##### THE DATA #####
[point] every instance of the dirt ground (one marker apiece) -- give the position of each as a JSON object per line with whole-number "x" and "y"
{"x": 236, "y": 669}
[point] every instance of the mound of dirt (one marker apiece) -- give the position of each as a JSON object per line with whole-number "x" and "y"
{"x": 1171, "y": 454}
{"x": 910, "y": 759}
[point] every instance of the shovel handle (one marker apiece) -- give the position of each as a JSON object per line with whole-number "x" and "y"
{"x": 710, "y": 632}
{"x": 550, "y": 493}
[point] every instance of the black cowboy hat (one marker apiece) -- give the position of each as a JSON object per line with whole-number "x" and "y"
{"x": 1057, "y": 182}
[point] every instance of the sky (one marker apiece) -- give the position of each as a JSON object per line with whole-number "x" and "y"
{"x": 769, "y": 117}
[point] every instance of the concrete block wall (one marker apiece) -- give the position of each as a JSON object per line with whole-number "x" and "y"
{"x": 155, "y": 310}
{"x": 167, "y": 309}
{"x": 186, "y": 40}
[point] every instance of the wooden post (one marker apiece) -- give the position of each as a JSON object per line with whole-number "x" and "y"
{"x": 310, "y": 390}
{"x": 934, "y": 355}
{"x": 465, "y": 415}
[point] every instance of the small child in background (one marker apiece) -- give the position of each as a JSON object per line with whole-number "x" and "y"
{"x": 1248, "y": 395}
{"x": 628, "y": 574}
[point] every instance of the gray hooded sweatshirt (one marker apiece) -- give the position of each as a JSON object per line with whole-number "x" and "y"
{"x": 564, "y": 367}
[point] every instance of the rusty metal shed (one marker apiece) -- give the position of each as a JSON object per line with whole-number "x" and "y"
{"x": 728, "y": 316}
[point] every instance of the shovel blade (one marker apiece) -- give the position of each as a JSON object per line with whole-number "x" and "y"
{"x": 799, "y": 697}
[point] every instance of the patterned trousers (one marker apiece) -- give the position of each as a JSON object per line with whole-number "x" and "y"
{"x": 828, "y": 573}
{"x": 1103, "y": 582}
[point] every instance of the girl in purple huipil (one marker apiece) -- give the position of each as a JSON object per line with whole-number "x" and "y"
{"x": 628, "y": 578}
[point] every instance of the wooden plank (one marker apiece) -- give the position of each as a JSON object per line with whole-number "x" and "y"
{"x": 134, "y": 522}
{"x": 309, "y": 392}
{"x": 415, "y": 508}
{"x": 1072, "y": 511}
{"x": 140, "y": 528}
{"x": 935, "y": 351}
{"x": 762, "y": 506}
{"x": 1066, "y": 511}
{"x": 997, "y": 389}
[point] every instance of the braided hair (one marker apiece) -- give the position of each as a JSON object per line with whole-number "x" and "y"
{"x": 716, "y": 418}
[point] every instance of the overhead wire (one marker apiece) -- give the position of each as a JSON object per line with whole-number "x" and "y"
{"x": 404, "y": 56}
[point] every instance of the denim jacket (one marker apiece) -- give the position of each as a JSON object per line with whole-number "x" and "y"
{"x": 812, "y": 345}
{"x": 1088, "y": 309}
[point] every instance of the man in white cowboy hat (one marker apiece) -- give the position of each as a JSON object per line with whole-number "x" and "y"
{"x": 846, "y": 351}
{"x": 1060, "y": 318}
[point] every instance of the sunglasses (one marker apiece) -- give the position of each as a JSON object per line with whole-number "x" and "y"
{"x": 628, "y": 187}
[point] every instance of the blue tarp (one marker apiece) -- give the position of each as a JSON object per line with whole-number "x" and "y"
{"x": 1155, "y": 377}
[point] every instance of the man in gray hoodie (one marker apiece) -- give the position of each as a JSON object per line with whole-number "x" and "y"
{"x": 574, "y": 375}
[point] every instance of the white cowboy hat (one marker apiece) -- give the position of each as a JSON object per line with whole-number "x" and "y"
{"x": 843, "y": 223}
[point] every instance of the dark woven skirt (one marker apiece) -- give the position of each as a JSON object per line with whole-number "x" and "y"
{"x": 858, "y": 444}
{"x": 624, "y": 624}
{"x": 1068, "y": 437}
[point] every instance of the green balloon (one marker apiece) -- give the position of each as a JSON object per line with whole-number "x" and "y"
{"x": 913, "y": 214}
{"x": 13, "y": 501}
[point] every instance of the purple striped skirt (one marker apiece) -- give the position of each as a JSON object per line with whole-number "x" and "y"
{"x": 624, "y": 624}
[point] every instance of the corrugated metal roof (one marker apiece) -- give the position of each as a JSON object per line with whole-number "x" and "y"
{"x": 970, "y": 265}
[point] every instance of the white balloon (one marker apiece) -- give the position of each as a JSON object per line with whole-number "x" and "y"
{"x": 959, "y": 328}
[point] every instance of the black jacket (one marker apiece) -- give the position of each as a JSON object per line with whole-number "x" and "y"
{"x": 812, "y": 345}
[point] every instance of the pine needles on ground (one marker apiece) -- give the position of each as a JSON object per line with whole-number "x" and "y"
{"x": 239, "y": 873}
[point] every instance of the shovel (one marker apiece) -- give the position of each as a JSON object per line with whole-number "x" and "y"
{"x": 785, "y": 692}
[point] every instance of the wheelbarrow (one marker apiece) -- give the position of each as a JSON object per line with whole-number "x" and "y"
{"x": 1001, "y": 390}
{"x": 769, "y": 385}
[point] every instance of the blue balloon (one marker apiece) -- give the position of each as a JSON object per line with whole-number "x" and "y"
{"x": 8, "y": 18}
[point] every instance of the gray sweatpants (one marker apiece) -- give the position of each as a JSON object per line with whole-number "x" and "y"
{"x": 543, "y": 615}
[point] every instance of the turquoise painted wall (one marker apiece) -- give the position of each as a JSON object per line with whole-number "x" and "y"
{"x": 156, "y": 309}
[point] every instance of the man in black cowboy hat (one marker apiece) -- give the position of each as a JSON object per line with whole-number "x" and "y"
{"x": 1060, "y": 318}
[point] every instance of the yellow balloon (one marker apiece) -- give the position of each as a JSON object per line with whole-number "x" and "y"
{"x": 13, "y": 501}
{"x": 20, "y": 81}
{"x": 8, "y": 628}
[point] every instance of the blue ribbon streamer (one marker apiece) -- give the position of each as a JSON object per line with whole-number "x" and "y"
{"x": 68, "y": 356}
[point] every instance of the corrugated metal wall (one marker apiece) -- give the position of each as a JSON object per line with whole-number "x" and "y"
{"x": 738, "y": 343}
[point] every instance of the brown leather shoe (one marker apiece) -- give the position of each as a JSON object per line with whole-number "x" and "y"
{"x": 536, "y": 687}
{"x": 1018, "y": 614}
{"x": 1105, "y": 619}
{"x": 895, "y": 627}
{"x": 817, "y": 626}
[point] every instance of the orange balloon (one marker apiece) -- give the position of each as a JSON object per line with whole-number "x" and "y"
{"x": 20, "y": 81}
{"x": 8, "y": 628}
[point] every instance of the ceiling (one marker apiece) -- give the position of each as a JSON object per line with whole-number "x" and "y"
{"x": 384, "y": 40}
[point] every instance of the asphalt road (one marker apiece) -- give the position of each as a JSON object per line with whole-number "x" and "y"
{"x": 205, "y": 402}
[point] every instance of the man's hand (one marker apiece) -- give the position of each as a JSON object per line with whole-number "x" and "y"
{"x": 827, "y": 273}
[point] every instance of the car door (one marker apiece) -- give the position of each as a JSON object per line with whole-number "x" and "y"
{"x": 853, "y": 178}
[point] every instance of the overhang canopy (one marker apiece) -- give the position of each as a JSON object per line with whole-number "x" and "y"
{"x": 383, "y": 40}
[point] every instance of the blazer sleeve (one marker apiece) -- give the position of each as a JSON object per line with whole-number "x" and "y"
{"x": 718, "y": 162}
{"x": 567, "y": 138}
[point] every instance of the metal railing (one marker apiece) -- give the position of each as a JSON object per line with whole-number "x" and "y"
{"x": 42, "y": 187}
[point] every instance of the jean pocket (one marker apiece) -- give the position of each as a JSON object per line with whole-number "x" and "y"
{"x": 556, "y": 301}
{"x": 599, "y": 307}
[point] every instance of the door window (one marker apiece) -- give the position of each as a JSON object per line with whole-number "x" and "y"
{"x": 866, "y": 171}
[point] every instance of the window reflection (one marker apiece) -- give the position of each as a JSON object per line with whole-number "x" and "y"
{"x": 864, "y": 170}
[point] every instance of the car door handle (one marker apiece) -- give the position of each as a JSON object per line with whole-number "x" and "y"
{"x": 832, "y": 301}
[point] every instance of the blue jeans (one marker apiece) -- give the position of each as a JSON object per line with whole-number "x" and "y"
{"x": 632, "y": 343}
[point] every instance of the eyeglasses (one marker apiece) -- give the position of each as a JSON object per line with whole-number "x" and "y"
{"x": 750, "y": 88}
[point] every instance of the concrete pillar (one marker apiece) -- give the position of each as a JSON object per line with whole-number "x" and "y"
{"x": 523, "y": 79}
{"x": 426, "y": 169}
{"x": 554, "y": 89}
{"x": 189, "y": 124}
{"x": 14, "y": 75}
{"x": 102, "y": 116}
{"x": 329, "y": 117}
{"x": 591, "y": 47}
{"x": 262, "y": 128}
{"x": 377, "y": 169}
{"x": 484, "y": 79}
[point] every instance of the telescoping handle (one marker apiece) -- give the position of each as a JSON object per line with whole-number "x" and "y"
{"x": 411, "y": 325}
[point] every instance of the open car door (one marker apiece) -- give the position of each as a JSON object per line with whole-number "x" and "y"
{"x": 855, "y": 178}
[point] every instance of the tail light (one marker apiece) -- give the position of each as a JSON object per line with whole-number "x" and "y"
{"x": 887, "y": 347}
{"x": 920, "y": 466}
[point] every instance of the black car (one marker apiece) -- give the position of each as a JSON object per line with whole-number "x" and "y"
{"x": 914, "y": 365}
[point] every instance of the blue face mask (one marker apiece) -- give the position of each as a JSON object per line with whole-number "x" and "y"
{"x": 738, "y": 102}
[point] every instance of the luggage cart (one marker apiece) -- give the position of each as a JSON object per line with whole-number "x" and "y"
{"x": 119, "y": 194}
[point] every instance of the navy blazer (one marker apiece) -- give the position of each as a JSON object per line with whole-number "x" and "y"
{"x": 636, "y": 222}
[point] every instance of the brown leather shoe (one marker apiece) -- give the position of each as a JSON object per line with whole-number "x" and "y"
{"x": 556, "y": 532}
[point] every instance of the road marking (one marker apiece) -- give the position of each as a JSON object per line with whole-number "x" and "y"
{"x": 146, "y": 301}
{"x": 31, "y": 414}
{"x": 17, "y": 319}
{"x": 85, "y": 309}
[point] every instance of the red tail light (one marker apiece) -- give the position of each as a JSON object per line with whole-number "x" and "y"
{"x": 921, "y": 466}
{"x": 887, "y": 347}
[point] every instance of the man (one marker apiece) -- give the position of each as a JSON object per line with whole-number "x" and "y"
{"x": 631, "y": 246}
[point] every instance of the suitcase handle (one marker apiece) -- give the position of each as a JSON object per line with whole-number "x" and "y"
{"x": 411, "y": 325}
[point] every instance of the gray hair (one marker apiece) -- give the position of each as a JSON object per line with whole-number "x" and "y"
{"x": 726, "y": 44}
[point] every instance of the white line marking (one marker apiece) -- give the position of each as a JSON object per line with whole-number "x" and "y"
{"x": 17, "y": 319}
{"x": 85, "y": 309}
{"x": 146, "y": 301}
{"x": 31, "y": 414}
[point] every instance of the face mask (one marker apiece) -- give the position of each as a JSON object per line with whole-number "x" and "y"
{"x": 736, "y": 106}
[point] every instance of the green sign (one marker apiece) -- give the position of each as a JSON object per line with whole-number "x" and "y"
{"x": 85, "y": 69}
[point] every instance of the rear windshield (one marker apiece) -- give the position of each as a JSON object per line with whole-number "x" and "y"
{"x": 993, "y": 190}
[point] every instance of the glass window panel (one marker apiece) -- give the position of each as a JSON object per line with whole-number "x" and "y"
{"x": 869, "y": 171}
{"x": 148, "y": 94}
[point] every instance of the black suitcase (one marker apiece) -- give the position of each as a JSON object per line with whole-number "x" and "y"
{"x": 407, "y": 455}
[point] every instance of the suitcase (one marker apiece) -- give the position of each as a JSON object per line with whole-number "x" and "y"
#####
> [EXERCISE AIM]: Output only the lines running from the line with "[point] every instance of the gray hair" through the final line of the data, inclusive.

> [SOLUTION FOR THIS TASK]:
[point] every instance of the gray hair (one marker apiece) -- give the position of each as a JSON object per line with whole-number "x" and "y"
{"x": 726, "y": 44}
[point] every instance of the white line marking (one marker apiece) -- give the position of each as a JSON object per line with whole-number "x" and "y"
{"x": 17, "y": 319}
{"x": 85, "y": 309}
{"x": 146, "y": 301}
{"x": 31, "y": 414}
[point] every instance of the face mask (one marker apiece) -- give the position of each as a JSON object per line with whole-number "x" and "y"
{"x": 736, "y": 106}
[point] every instance of the green sign (one marker apiece) -- give the position of each as a JSON object per line with whole-number "x" and "y"
{"x": 85, "y": 69}
[point] every instance of the rear windshield (one marker apiece) -- give the position of each as a JSON object per line with whole-number "x" and "y"
{"x": 993, "y": 190}
[point] every instance of the glass window panel (one marker apiece) -- give the position of each as a JSON object per line with whole-number "x" and "y"
{"x": 869, "y": 171}
{"x": 148, "y": 94}
[point] every instance of the black suitcase (one marker apiece) -- give the position of each as a JSON object per line with whole-number "x" and "y"
{"x": 407, "y": 455}
[point] every instance of the suitcase (one marker apiece) -- give the position of each as a JSON object per line with whole-number "x" and "y"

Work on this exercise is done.